SOURCE MATERIAL:
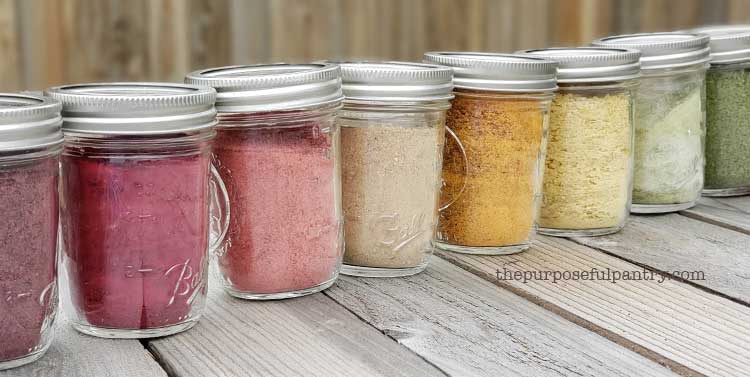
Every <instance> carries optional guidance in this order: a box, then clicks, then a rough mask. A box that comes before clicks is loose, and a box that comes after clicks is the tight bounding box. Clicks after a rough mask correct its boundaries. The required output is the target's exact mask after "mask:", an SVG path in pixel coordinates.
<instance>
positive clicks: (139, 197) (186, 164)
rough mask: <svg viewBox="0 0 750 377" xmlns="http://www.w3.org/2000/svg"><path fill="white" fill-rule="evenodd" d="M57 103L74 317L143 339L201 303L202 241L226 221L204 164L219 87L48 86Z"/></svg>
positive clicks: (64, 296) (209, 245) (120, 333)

WHAT IS REQUIRED: Lines before the one containing "positive clicks: (139, 197) (186, 164)" stay out; reproduce that line and all the lines after it, through the end of the listing, exactly.

TASK SOLUTION:
positive clicks: (139, 197) (186, 164)
rough mask: <svg viewBox="0 0 750 377" xmlns="http://www.w3.org/2000/svg"><path fill="white" fill-rule="evenodd" d="M57 103L74 317L143 339L201 303L202 241L226 221L204 164L219 87L48 86Z"/></svg>
positive clicks: (64, 296) (209, 245) (120, 333)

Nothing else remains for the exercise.